§ GIVEN TASK:
Could you put each line of the material below into a Markdown table with the columns "Row" and "Line", skipping blank lines and leaving out the pictures?

§ GIVEN DATA:
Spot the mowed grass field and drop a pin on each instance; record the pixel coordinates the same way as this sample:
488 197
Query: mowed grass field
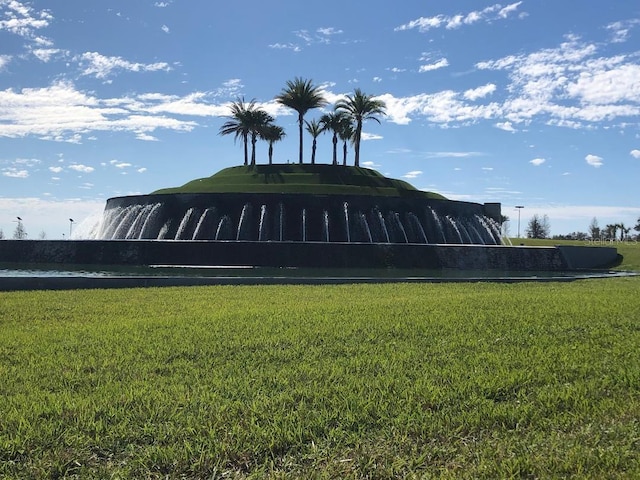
484 380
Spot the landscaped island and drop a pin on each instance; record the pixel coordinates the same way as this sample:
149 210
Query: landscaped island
300 203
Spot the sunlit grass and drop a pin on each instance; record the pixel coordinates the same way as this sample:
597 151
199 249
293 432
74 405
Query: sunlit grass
352 381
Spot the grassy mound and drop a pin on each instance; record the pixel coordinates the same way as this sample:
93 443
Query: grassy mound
296 178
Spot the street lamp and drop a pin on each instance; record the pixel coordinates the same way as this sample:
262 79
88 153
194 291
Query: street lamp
519 207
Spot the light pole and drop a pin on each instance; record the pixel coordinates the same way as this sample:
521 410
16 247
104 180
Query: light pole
519 207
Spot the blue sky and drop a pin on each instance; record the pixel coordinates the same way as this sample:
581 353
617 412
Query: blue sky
533 103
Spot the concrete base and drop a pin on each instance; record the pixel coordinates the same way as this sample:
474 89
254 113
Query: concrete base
306 254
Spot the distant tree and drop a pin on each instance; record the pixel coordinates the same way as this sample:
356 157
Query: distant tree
334 122
571 236
504 225
19 233
301 95
610 231
594 229
624 230
239 123
538 227
346 135
259 121
360 107
314 128
272 133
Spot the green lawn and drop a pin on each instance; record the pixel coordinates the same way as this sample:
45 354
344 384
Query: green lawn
628 249
529 380
306 178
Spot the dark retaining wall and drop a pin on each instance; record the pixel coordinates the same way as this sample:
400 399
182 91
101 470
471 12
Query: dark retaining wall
305 255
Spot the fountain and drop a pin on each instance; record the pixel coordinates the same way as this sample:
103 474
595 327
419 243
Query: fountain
314 216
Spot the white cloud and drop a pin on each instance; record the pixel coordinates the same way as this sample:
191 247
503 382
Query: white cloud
102 66
119 164
81 168
442 63
569 85
286 46
593 160
620 31
46 54
23 20
60 112
328 31
370 136
480 92
413 174
494 12
4 61
506 126
13 172
370 164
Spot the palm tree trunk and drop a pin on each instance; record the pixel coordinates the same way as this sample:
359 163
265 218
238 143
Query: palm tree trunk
300 120
253 149
356 146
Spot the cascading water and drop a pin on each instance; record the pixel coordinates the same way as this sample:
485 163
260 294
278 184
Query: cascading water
182 228
338 221
346 221
261 226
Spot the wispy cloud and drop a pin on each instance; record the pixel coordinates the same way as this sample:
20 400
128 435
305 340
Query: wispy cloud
60 112
494 12
19 18
593 160
101 66
78 167
443 62
620 31
480 92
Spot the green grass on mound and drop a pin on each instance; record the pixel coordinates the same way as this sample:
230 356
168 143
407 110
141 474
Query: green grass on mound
296 178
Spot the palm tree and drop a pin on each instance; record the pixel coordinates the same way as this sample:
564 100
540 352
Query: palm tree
360 107
345 134
333 122
259 120
315 128
301 95
239 123
272 133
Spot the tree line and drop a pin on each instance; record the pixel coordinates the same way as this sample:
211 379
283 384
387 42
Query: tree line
250 123
538 227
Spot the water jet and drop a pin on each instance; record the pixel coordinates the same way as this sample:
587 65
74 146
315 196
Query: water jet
302 216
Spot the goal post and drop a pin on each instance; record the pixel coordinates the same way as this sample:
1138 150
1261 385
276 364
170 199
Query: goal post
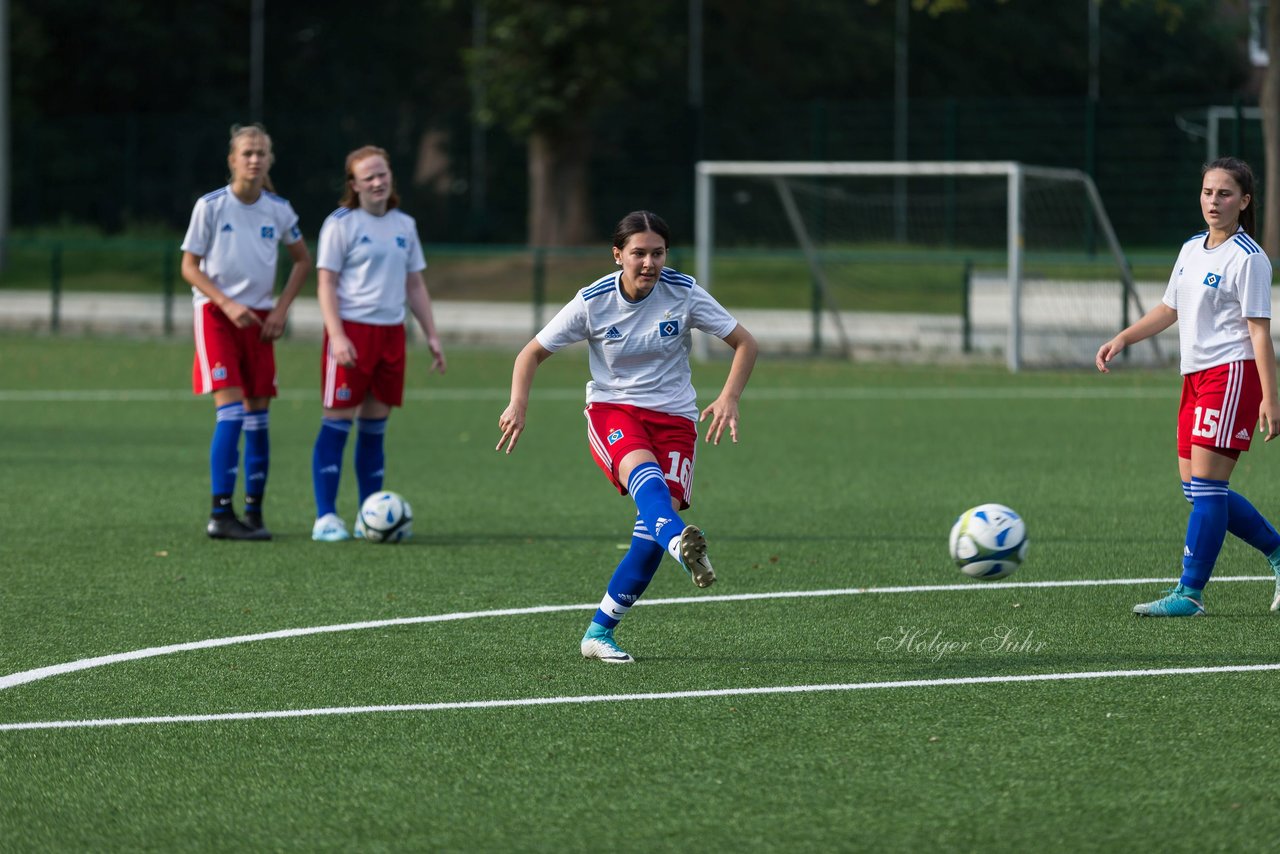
826 214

§ THE COMPLETED TASK:
| Row | Line |
|---|---|
| 1 | Spot the mowed grass field and drop a pin on each instance; record the pixel coordinates the same way as this sample: |
| 2 | 488 197 |
| 3 | Query: mowed grass field |
| 4 | 484 380 |
| 5 | Spot the landscaped island and drop a pin on each instance; record the pixel coordinates the same way as this sample: |
| 6 | 149 210 |
| 7 | Query: landscaped island |
| 8 | 300 203 |
| 9 | Spot the sunlit grass and drop a pin on each instance; record the pixel coordinates the same way as this sample: |
| 10 | 597 151 |
| 11 | 199 249 |
| 12 | 293 432 |
| 13 | 74 405 |
| 14 | Query: sunlit grass |
| 15 | 352 381 |
| 16 | Spot the grassy mound and drop a pin on each instance; record the pixel coordinates the same way as this sample: |
| 17 | 93 443 |
| 18 | Query: grassy mound |
| 19 | 296 178 |
| 20 | Spot the street lamp and drop a pin on each instance; record the pixel coordinates the same way as this sample: |
| 21 | 262 79 |
| 22 | 88 153 |
| 23 | 194 291 |
| 24 | Query: street lamp |
| 25 | 519 207 |
| 26 | Spot the light pole and drop a pin on each instance; record the pixel coordinates the same way as this sample: |
| 27 | 521 410 |
| 28 | 16 247 |
| 29 | 104 180 |
| 30 | Query: light pole |
| 31 | 519 207 |
| 32 | Spot the blue sky and drop a pin on each instance; record the pixel coordinates the same way as this sample: |
| 33 | 581 353 |
| 34 | 617 412 |
| 35 | Query: blue sky |
| 36 | 533 103 |
| 37 | Spot the concrete base and drop a pin on each instance; record the pixel coordinates the same way as this sample: |
| 38 | 474 89 |
| 39 | 254 113 |
| 40 | Query: concrete base |
| 41 | 306 254 |
| 42 | Spot the distant tree and drop a pin on each instance; record the pixel coordinates the same way as this sample: |
| 43 | 356 157 |
| 44 | Query: distant tree |
| 45 | 334 122 |
| 46 | 571 236 |
| 47 | 504 225 |
| 48 | 19 233 |
| 49 | 301 95 |
| 50 | 610 231 |
| 51 | 594 229 |
| 52 | 624 230 |
| 53 | 239 123 |
| 54 | 538 227 |
| 55 | 346 135 |
| 56 | 259 121 |
| 57 | 360 107 |
| 58 | 314 128 |
| 59 | 272 133 |
| 60 | Spot the green lawn and drop a pin on each instance; record the pixel coordinates the same way as this sample: |
| 61 | 45 354 |
| 62 | 344 384 |
| 63 | Query: green lawn |
| 64 | 628 249 |
| 65 | 529 380 |
| 66 | 306 178 |
| 67 | Spot the dark retaining wall and drop a pin on each instance; record the pixel coordinates the same way as this sample: |
| 68 | 400 399 |
| 69 | 182 91 |
| 70 | 101 470 |
| 71 | 471 12 |
| 72 | Query: dark retaining wall |
| 73 | 305 255 |
| 74 | Spot the fountain and drop a pin on each instance; record the pixel coordinates the same way as this sample: |
| 75 | 103 474 |
| 76 | 595 327 |
| 77 | 419 243 |
| 78 | Query: fountain |
| 79 | 314 216 |
| 80 | Spot the white cloud and drop a pin on each instance; record the pixel coordinates the same way as this sample: |
| 81 | 191 247 |
| 82 | 503 382 |
| 83 | Query: white cloud |
| 84 | 102 66 |
| 85 | 119 164 |
| 86 | 81 168 |
| 87 | 442 63 |
| 88 | 569 85 |
| 89 | 286 46 |
| 90 | 593 160 |
| 91 | 620 31 |
| 92 | 46 54 |
| 93 | 23 20 |
| 94 | 60 112 |
| 95 | 328 31 |
| 96 | 370 136 |
| 97 | 480 92 |
| 98 | 413 174 |
| 99 | 494 12 |
| 100 | 4 61 |
| 101 | 506 126 |
| 102 | 13 172 |
| 103 | 370 164 |
| 104 | Spot the palm tree trunk and drop a pin on each instance; record the pixel coordinates the same way as this sample: |
| 105 | 359 163 |
| 106 | 265 218 |
| 107 | 238 143 |
| 108 | Query: palm tree trunk |
| 109 | 300 120 |
| 110 | 253 149 |
| 111 | 356 146 |
| 112 | Spot the cascading water and drop a pin on each instance; record the pixel coordinates the same way as this sample: |
| 113 | 485 163 |
| 114 | 260 294 |
| 115 | 278 184 |
| 116 | Query: cascading water |
| 117 | 182 228 |
| 118 | 338 221 |
| 119 | 346 221 |
| 120 | 261 226 |
| 121 | Spot the wispy cloud and drop a pin on each instance; record the pixel coordinates the same way as this sample: |
| 122 | 20 400 |
| 123 | 128 435 |
| 124 | 305 340 |
| 125 | Query: wispy cloud |
| 126 | 60 112 |
| 127 | 494 12 |
| 128 | 19 18 |
| 129 | 593 160 |
| 130 | 101 66 |
| 131 | 78 167 |
| 132 | 443 62 |
| 133 | 620 31 |
| 134 | 480 92 |
| 135 | Spot the green grass on mound and drop a pin on each instance; record the pixel coordinates the same way as this sample: |
| 136 | 230 356 |
| 137 | 168 143 |
| 138 | 407 110 |
| 139 | 141 474 |
| 140 | Query: green grass on mound |
| 141 | 296 178 |
| 142 | Spot the palm tree and drop a pin on each instance; record the pixel coordinates the same way as this sample: |
| 143 | 564 100 |
| 144 | 540 352 |
| 145 | Query: palm tree |
| 146 | 360 107 |
| 147 | 345 134 |
| 148 | 333 122 |
| 149 | 259 120 |
| 150 | 315 128 |
| 151 | 301 95 |
| 152 | 239 123 |
| 153 | 272 133 |
| 154 | Spot the tree line and drop a pin on each instance; record the pixel coordinates the same way as this sample: |
| 155 | 211 379 |
| 156 | 283 384 |
| 157 | 387 42 |
| 158 | Query: tree line |
| 159 | 250 123 |
| 160 | 538 227 |
| 161 | Spot the water jet and drop a pin on each instance; record the pixel coordinates the same way as this sample: |
| 162 | 587 65 |
| 163 | 74 146 |
| 164 | 315 196 |
| 165 | Query: water jet |
| 166 | 302 216 |
| 167 | Spot the goal post and drop a pin on each instance; record the pixel coordinates the same way as this sample: |
| 168 | 1138 150 |
| 169 | 1261 385 |
| 170 | 276 364 |
| 171 | 170 199 |
| 172 | Query: goal post |
| 173 | 826 214 |